— What the task asks —
Format the lines below as a JSON list of strings, one string per line, with blank lines left out. Leave the pictures out of your answer.
═════ Raw data ═════
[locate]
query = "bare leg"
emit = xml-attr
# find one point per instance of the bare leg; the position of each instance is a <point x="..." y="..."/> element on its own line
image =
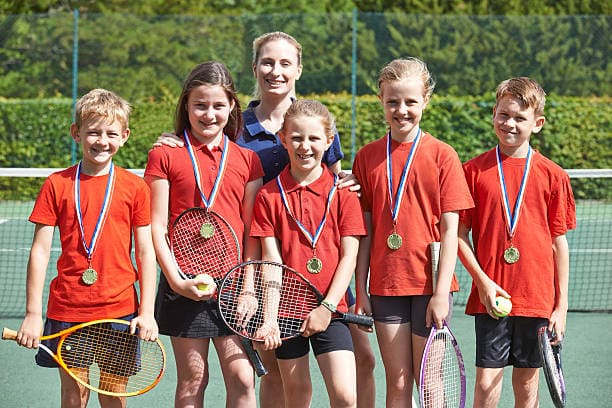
<point x="488" y="387"/>
<point x="525" y="383"/>
<point x="237" y="371"/>
<point x="73" y="394"/>
<point x="271" y="385"/>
═════
— Correct result —
[
  "[locate]",
  "query = \"bare leg\"",
  "emit = xml-attr",
  "# find one point per instance of the bare leg; the position of each instance is a <point x=\"...\" y=\"...\"/> element on its own line",
  "image =",
  "<point x=\"488\" y=\"387\"/>",
  "<point x=\"525\" y=\"383\"/>",
  "<point x=\"237\" y=\"371\"/>",
  "<point x=\"73\" y=\"394\"/>",
  "<point x=\"271\" y=\"385\"/>"
]